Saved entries
-*-
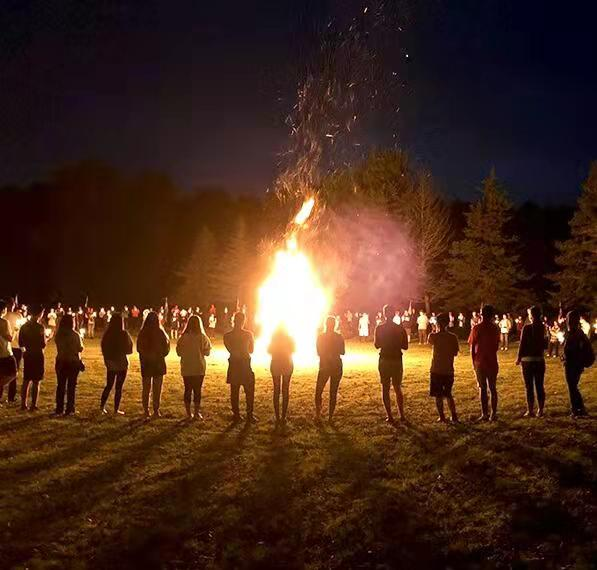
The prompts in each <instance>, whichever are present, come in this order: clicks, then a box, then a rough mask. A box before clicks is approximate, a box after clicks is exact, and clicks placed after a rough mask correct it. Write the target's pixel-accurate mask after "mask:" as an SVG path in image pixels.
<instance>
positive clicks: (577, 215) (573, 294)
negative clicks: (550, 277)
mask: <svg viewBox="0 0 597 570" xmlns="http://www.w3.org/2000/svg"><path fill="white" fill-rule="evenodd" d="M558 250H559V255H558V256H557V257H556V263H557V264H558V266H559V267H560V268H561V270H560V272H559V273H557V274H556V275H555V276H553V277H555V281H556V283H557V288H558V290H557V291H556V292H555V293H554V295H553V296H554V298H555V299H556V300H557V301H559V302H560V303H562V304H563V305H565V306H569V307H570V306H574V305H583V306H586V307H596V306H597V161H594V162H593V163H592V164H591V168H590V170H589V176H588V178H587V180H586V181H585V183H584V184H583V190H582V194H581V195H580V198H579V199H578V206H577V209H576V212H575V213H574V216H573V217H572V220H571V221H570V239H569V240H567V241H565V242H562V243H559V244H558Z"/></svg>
-*-
◆ What you need to do
Copy out every line of the data above that contains the word "path".

◆ Exercise result
The prompts in each <instance>, whichever are present, come in this order: clicks, then a box, then a rough mask. A box before clicks is approximate, a box after clicks is exact, and clicks placed after a rough mask correct it. Write the target's pixel-accurate mask after "mask:" as an SVG path in image pixels.
mask: <svg viewBox="0 0 597 570" xmlns="http://www.w3.org/2000/svg"><path fill="white" fill-rule="evenodd" d="M558 250H559V255H558V256H557V257H556V263H557V264H558V266H559V267H560V268H561V270H560V272H559V273H557V274H556V275H555V276H553V277H555V281H556V283H557V288H558V290H557V291H556V292H555V293H554V295H553V296H554V298H555V299H556V300H557V301H559V302H560V303H562V304H563V305H565V306H569V307H570V306H574V305H583V306H586V307H596V306H597V161H594V162H593V163H592V164H591V168H590V170H589V176H588V178H587V180H586V181H585V183H584V184H583V190H582V194H581V195H580V198H579V199H578V206H577V209H576V212H575V213H574V216H573V217H572V220H571V221H570V239H569V240H567V241H565V242H562V243H559V244H558Z"/></svg>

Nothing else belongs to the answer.